Talking with Thomas Perry
“I wouldn’t be a writer if I weren’t addicted to stories. I think stories are a basic human activity. They’re hardwired into our brains. And being able to hear a story is a special thing.”
Award-winning thriller novelist Thomas Perry is pleased to add a seventh adventure to his popular Jane Whitefield series. “I’ve been very lucky with the people who’ve been chosen to read my books, Joyce Bean and Michael Kramer. Sometimes Joyce will call me up and ask me about a pronunciation and what something means that’s transcribed from the Seneca language. These are pros who are very good at what they do.”
Perry was born in upstate New York and draws inspiration for Jane from the Native Americans of that region, the Seneca tribe. In POISON FLOWER, Jane frees a man who is falsely accused of murdering his wife. During a daring escape in downtown Los Angeles, men posing as police officers nab Jane. She escapes from her captors but soon finds herself being hunted by ruthless killers.
Perry sees Jane as a crusader with a warrior mentality who is pledged to set wrongs right. That makes for a paranoid character, he says, and he likens the downtown concrete canyons of major cities to wilderness hunting grounds.

══════════

• [What to do]:
In the piece on Thomas Perry, translate the sentence "I think stories are a basic human activity." into Spanish.

(A block of data)
══════════

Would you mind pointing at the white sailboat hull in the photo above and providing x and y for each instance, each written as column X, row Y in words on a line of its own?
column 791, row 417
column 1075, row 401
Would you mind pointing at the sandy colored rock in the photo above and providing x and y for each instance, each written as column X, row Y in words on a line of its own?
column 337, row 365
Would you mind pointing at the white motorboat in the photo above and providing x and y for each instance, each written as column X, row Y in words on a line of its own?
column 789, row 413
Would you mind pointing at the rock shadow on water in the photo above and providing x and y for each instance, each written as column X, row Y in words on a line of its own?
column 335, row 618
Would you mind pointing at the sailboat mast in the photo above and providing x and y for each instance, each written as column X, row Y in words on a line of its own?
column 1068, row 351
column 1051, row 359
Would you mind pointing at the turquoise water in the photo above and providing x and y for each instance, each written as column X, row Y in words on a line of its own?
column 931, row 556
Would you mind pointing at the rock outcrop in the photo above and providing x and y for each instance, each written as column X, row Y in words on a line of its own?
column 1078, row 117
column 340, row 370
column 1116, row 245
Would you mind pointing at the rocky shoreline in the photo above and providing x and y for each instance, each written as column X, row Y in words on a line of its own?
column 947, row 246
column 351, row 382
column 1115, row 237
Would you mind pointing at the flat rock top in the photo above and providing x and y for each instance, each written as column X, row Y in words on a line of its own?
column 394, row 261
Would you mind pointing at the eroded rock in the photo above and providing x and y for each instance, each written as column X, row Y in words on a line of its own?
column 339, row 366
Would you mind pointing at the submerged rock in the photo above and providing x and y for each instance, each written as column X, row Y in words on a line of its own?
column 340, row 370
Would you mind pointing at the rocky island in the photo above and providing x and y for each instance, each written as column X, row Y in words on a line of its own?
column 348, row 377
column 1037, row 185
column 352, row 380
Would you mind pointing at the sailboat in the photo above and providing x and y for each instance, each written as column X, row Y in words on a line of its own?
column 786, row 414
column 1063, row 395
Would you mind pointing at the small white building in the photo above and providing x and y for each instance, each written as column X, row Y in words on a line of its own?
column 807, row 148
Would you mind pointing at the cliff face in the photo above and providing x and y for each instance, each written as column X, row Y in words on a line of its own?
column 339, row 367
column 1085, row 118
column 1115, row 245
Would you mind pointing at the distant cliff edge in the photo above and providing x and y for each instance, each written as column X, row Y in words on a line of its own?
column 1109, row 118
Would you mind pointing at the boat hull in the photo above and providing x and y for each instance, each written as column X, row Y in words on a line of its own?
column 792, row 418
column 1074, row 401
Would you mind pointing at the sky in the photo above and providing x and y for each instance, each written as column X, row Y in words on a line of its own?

══════════

• [Written response]:
Creo que las historias son una actividad humana básica.